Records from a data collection
○ ○ ○

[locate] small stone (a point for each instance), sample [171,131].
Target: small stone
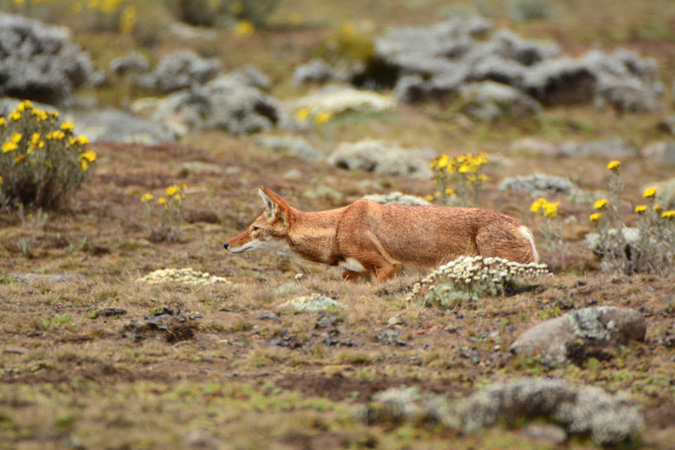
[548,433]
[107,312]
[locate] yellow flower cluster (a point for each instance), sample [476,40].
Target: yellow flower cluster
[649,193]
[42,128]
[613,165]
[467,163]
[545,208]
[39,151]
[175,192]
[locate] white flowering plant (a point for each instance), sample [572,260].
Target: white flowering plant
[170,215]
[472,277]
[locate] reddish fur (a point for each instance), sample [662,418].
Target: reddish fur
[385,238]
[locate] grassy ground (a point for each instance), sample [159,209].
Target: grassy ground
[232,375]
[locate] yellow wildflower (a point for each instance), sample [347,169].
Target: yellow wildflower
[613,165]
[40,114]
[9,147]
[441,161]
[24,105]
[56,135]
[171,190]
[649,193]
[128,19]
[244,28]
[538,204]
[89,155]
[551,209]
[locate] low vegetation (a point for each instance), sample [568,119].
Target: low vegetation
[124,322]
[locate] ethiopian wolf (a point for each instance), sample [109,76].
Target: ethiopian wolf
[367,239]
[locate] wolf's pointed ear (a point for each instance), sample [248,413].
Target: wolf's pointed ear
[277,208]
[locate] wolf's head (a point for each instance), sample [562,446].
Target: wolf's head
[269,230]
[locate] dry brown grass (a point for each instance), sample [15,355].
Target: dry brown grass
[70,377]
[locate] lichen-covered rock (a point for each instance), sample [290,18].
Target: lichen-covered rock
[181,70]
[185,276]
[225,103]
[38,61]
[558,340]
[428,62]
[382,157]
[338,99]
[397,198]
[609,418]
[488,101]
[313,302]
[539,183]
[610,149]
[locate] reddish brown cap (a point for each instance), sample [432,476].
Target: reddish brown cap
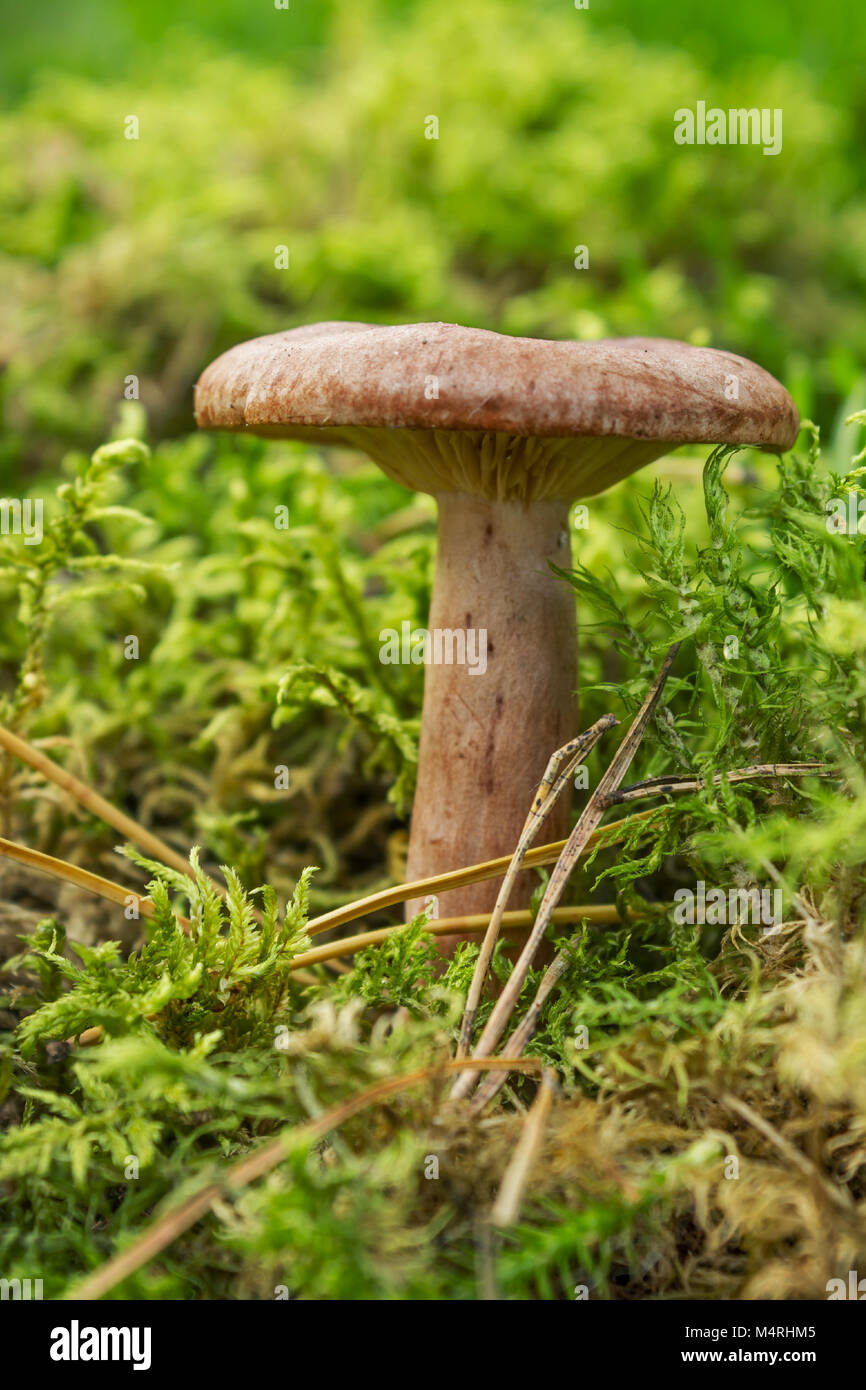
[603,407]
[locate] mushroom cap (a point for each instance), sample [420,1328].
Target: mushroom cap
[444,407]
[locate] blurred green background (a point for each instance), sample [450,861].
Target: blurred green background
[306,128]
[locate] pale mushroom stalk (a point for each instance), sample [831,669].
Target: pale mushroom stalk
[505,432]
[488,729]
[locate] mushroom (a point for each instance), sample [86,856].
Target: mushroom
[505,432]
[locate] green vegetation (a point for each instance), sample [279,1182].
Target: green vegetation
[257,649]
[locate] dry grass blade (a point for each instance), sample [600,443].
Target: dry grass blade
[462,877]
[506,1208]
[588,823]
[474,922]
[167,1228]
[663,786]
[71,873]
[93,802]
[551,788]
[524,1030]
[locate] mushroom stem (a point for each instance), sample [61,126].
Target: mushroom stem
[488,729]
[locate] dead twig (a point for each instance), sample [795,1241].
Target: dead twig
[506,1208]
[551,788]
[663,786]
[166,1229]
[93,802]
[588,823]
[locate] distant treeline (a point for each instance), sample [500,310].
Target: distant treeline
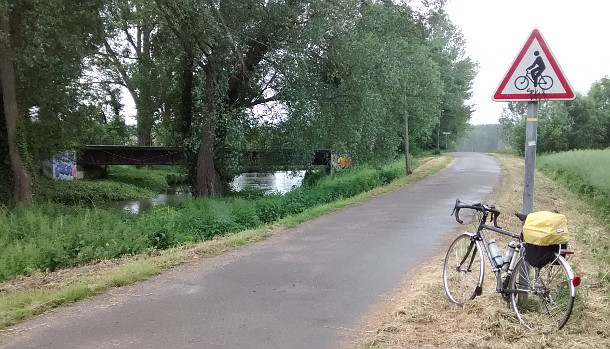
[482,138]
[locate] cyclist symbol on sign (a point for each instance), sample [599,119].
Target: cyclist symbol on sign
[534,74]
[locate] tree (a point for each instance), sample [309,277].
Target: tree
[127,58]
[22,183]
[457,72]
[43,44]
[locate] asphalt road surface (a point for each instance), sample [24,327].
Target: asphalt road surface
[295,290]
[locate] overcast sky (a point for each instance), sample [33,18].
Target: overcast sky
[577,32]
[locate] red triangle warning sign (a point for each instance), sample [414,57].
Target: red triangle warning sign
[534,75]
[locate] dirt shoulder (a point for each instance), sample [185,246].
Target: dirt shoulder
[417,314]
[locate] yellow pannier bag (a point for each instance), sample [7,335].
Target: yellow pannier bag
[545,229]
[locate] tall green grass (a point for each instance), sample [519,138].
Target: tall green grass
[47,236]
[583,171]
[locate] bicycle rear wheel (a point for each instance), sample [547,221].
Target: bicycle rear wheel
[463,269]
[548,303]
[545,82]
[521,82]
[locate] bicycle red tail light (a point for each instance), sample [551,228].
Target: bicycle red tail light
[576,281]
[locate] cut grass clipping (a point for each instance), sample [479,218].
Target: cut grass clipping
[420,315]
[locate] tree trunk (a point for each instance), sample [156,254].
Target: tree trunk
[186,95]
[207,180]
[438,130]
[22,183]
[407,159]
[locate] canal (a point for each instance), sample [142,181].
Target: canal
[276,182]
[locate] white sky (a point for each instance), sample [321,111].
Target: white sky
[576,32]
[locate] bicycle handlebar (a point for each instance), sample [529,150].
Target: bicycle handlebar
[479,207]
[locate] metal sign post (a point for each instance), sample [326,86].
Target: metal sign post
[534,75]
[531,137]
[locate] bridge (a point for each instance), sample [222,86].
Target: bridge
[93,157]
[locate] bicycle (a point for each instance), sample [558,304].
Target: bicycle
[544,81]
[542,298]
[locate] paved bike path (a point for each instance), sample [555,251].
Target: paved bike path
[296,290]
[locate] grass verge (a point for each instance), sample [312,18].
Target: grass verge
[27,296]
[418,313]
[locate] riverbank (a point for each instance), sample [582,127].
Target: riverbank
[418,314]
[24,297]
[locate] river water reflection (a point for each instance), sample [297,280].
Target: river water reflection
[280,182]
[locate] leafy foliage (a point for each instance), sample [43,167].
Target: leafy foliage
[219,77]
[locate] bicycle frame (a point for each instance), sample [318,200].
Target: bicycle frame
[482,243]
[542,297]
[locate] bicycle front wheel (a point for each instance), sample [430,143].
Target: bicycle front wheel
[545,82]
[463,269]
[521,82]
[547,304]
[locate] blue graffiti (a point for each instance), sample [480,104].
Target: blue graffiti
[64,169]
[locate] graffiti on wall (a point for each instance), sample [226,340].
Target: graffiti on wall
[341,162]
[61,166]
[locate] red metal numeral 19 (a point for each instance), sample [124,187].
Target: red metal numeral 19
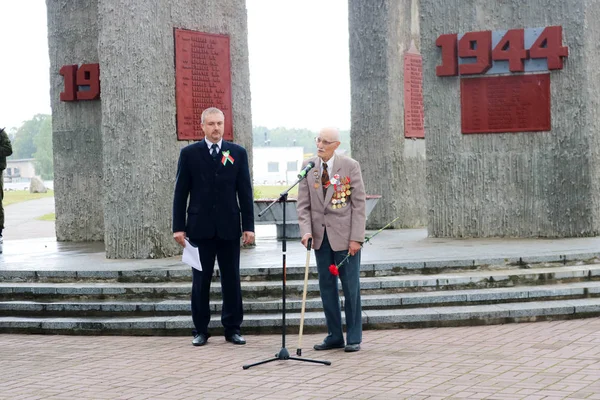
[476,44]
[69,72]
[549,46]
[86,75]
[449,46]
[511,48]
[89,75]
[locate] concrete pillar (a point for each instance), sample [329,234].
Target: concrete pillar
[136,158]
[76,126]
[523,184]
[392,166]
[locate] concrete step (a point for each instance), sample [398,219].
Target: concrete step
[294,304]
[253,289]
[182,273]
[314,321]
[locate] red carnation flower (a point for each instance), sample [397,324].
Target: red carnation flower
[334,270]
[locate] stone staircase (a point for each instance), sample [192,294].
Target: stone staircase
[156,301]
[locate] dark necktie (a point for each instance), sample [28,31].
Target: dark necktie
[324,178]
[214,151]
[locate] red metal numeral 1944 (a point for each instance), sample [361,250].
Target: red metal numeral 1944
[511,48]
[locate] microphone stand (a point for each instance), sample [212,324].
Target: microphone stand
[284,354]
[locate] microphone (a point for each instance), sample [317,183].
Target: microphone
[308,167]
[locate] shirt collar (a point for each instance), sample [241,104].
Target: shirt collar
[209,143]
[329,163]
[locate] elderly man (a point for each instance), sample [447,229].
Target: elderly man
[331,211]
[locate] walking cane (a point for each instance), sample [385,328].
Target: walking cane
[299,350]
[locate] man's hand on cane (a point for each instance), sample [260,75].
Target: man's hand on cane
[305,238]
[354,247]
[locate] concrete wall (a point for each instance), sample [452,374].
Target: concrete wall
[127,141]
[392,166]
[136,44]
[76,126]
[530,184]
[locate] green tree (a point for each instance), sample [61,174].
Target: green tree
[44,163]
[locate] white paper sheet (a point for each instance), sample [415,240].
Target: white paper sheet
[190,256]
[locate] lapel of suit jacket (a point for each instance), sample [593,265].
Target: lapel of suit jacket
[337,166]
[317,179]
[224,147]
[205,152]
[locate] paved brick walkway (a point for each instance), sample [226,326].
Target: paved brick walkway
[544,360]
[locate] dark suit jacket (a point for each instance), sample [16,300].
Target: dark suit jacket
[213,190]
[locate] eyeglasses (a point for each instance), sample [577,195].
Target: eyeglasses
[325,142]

○ ○ ○

Task directions |
Would you return all the data exactly as given, minus the pictures?

Solution to this task |
[locate] small stone (a point for each instance), sample [171,131].
Target: small stone
[548,433]
[107,312]
[locate] yellow flower cluster (a point for each instance), sample [476,40].
Target: yellow flower cluster
[649,193]
[42,128]
[613,165]
[467,163]
[545,208]
[39,151]
[175,192]
[locate] white flowering plant (a point for each instance), sample [572,260].
Target: white flowering plant
[170,215]
[472,277]
[locate] reddish fur (a point for each instance), sample [662,418].
Target: reddish fur
[385,238]
[locate] grassy ground (a point for each instance), sample [159,209].
Target: grassy ground
[232,375]
[locate] yellow wildflower (a point for each instance), sample [347,169].
Target: yellow wildflower
[613,165]
[40,114]
[9,147]
[441,161]
[24,105]
[56,135]
[171,190]
[649,193]
[128,19]
[244,28]
[538,204]
[89,155]
[551,209]
[locate] low vegetation (a point for each instance), sample [568,119].
Target: low vegetation
[124,322]
[locate] ethiopian wolf (a point for each instance), sample [109,76].
Target: ethiopian wolf
[367,239]
[locate] wolf's pointed ear (a point for each instance), sample [248,413].
Target: wolf's pointed ear
[277,208]
[locate] wolf's head (a point for each instance), sample [562,446].
Target: wolf's head
[269,230]
[locate] dry brown grass (a point for each instance), sample [15,355].
Target: dry brown grass
[70,377]
[locate] lichen-covered rock (a point for each instance), sample [290,18].
Target: lichen-covered rock
[181,70]
[185,276]
[225,103]
[38,61]
[558,340]
[428,62]
[382,157]
[338,99]
[397,198]
[609,418]
[488,101]
[313,302]
[539,183]
[610,149]
[locate] reddish brown cap (a point for each instance), sample [432,476].
Target: reddish brown cap
[603,407]
[locate] mushroom cap (a point for each instance), sample [420,1328].
Target: mushroom cap
[444,407]
[locate] blurred green background (a point for each instance), sample [450,861].
Target: blurred green background
[306,128]
[locate] pale mushroom stalk (a point for each instance), sample [831,669].
Target: pale mushroom stalk
[505,432]
[488,729]
[locate] mushroom (a point for each instance), sample [86,856].
Target: mushroom
[505,432]
[locate] green vegetation (a point for each instance), sample [279,1182].
Target: green vegetation
[257,649]
[locate] dry grass blade (a point for each instance), sample [600,443].
Target: dry grass blade
[462,877]
[506,1208]
[588,823]
[474,922]
[167,1228]
[663,786]
[71,873]
[93,802]
[551,788]
[524,1030]
[locate] mushroom stem (a point for each instance), sample [61,126].
Target: mushroom stem
[488,729]
[locate] dead twig (a point for each instance), sample [795,1241].
Target: dead twig
[506,1208]
[551,788]
[663,786]
[166,1229]
[93,802]
[588,823]
[locate] distant treeline (a point for each instance), sample [500,310].
Target: distant treeline
[482,138]
[locate] cyclist symbol on sign (a point for each instance), sample [599,119].
Target: cyclist symbol on sign
[534,74]
[locate] tree (a point for each instance), sample [309,277].
Target: tree
[127,58]
[22,183]
[457,72]
[43,44]
[locate] asphalt road surface (a point for each instance), sample [24,327].
Target: asphalt road surface
[295,290]
[locate] overcast sky (a point for each instance), sample [33,18].
Target: overcast sky
[577,32]
[locate] red triangle warning sign (a point for each instance), sample [414,57].
Target: red triangle warning sign
[534,75]
[locate] dirt shoulder (a point for each instance), sample [185,246].
Target: dirt shoulder
[417,314]
[locate] yellow pannier bag (a point for each instance), sample [7,335].
Target: yellow pannier bag
[545,229]
[locate] tall green grass (a point for each instance), sample [519,138].
Target: tall green grass
[47,236]
[583,171]
[locate] bicycle rear wheel (a point for each instance), sample [547,221].
Target: bicycle rear wheel
[463,269]
[548,303]
[545,82]
[521,82]
[locate] bicycle red tail light (a point for each instance), sample [551,228].
Target: bicycle red tail light
[576,281]
[locate] cut grass clipping (a point for each instance), sample [479,218].
Target: cut grass clipping
[420,315]
[locate] tree trunk (a point for each instance), sample [156,254].
Target: tree trunk
[186,95]
[207,180]
[438,130]
[22,183]
[407,159]
[locate] canal (a point for each instance), sample [142,181].
Target: canal
[276,182]
[locate] white sky (a point for each instance), sample [321,111].
Target: white sky
[576,32]
[locate] bicycle handlebar (a point for each instance), sample [529,150].
Target: bicycle handlebar
[479,207]
[locate] metal sign post (a point for each instance), sample [326,86].
Target: metal sign post
[534,75]
[531,137]
[locate] bridge (a point for each instance), sample [222,86].
Target: bridge
[93,157]
[locate] bicycle (a point for each instance), sample [558,304].
Target: bicycle
[544,81]
[542,298]
[locate] paved bike path (a point for each instance), sample [555,251].
Target: paved bike path
[296,290]
[locate] grass verge (a point for each instance), sample [312,18].
Target: grass verge
[27,296]
[418,313]
[locate] riverbank (a point for each instance), sample [582,127].
Target: riverbank
[418,314]
[24,297]
[locate] river water reflection (a point for each instance), sample [297,280].
Target: river water reflection
[280,182]
[locate] leafy foliage (a point for each instance), sample [43,167].
Target: leafy foliage
[219,77]
[locate] bicycle frame (a point for each instance), sample [318,200].
Target: bicycle frame
[482,243]
[542,297]
[locate] bicycle front wheel (a point for each instance), sample [430,143].
Target: bicycle front wheel
[545,82]
[463,269]
[521,82]
[547,304]
[locate] blue graffiti (a point for each instance), sample [480,104].
Target: blue graffiti
[64,169]
[locate] graffiti on wall (a point for each instance), sample [226,340].
Target: graffiti on wall
[341,162]
[61,166]
[locate] red metal numeral 19 (a point for each instance), sample [124,187].
Target: red metal numeral 19
[476,44]
[69,72]
[549,46]
[86,75]
[449,46]
[511,48]
[89,75]
[locate] concrete pillar (a point for each instance), sample [329,234].
Target: concrete pillar
[136,158]
[76,126]
[523,184]
[392,166]
[locate] concrete step (a point for each instance), sample [398,219].
Target: concrete step
[294,304]
[253,289]
[182,273]
[314,321]
[locate] red carnation flower (a point for each instance), sample [397,324].
Target: red carnation flower
[334,270]
[locate] stone staircase (a point for each instance), sample [192,294].
Target: stone staircase
[156,301]
[locate] dark necktie (a point for each instance), sample [28,31].
Target: dark necktie
[324,178]
[214,151]
[locate] red metal numeral 1944 (a point for each instance), sample [361,250].
Target: red metal numeral 1944
[511,48]
[locate] microphone stand (a point for each instance), sample [212,324].
Target: microphone stand
[284,354]
[locate] microphone (a point for each instance), sample [317,183].
Target: microphone
[308,167]
[locate] shirt collar (a point for each instance), sample [241,104].
Target: shirt collar
[209,143]
[329,163]
[locate] elderly man (a point for each instance), sample [447,229].
Target: elderly man
[331,211]
[locate] walking cane (a point for each instance), sample [385,328].
Target: walking cane
[299,350]
[locate] man's hand on cane (a point for each instance), sample [260,75].
Target: man's hand on cane
[305,238]
[354,247]
[locate] concrete wall (a point for each instance), sample [452,374].
Target: concrete wall
[127,141]
[392,166]
[136,44]
[76,126]
[530,184]
[locate] green tree (a point for each instance), sample [61,174].
Target: green tree
[44,163]
[locate] white paper sheet (a point for each instance), sample [415,240].
Target: white paper sheet
[190,256]
[locate] lapel of suit jacket (a point for each instance), sample [593,265].
Target: lapel of suit jacket
[337,166]
[317,179]
[224,147]
[205,152]
[locate] paved brick walkway (a point for each instance), sample [226,326].
Target: paved brick walkway
[544,360]
[locate] dark suit jacket (a point for each instance), sample [16,300].
Target: dark suit jacket
[213,190]
[locate] eyeglasses (a point for each instance), sample [577,195].
Target: eyeglasses
[325,142]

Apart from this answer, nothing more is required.